* Directions *
Whenever a line below holds the word "ponytail", count it; please give only the final number.

-------- Records provided --------

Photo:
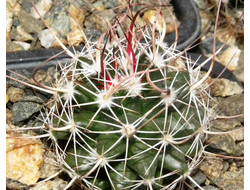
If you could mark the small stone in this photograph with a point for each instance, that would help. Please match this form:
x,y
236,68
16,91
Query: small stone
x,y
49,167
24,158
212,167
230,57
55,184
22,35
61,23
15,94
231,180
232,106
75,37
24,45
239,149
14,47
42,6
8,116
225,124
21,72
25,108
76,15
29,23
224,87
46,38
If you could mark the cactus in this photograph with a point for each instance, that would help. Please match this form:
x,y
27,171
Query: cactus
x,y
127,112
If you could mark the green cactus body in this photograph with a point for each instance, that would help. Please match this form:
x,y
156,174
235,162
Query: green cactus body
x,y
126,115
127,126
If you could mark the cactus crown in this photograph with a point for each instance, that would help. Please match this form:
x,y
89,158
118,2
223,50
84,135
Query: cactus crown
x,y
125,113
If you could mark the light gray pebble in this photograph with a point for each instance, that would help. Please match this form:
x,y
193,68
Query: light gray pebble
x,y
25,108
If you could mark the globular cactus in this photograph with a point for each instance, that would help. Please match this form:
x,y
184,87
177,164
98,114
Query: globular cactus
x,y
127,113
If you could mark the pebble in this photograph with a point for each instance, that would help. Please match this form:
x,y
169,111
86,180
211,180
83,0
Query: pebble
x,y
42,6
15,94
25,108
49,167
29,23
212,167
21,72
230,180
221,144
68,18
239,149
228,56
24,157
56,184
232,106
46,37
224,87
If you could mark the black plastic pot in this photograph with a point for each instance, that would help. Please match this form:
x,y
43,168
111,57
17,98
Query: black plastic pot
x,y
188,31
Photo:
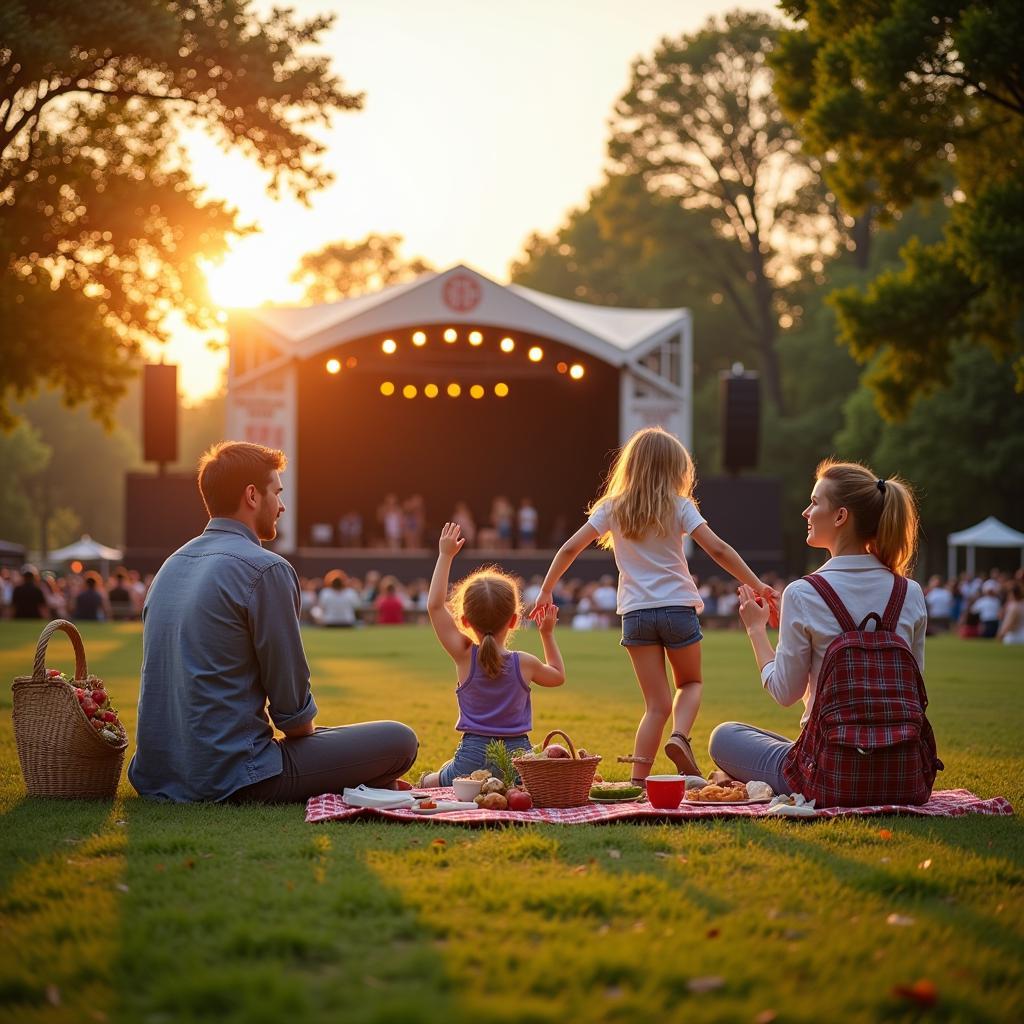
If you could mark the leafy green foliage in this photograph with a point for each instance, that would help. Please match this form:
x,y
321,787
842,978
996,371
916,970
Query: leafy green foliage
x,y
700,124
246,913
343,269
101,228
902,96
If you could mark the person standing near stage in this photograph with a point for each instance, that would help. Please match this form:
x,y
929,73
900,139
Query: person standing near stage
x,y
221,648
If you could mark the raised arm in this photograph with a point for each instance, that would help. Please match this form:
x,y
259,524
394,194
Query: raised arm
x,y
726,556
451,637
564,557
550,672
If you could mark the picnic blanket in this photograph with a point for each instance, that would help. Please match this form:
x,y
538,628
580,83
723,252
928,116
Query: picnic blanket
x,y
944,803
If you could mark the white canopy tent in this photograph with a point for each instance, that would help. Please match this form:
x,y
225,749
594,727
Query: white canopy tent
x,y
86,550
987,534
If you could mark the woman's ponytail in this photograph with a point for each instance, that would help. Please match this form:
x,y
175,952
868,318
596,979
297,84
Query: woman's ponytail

--------

* Task output *
2